[Location labeling records]
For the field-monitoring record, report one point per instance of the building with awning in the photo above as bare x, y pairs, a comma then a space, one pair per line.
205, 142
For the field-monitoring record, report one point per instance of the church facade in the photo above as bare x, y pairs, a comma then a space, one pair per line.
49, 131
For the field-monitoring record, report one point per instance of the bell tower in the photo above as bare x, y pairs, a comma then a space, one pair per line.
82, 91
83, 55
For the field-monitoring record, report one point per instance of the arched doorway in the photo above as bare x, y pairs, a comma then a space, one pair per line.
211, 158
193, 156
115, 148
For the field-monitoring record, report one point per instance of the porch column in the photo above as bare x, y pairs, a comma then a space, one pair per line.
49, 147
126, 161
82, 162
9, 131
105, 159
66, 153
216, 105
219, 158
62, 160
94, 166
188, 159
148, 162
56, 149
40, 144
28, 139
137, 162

▶ _AIM_: Each entry must be reproduced verbatim.

▶ _TASK OUTPUT_:
For the field-monitoring record, report one point per instance of the building with awning in the photo above as bare x, y pairs, a comma then a space, one pair per line.
205, 142
For the field-monitoring record, report one point per instance of the church facade in the photo above as bare x, y pairs, a comma then a space, one pair per line.
49, 131
For the field-monitoring record, report one point per instance of the bell tower in the photo above as bare x, y pairs, a comma then a space, one pair per line.
82, 91
83, 55
For the field-monitoring record, report one point per instance of the arched doorway in the photo above as bare x, y pairs, a comma then a space, one pair per line.
211, 158
193, 156
115, 148
For the field-monitoring record, report one point per instance of the porch column in the photo above as bare x, y pairs, a comma then a space, one pair per line.
49, 147
126, 161
82, 162
9, 131
105, 159
66, 153
216, 105
219, 158
62, 160
94, 166
188, 159
148, 162
56, 149
40, 144
28, 139
137, 162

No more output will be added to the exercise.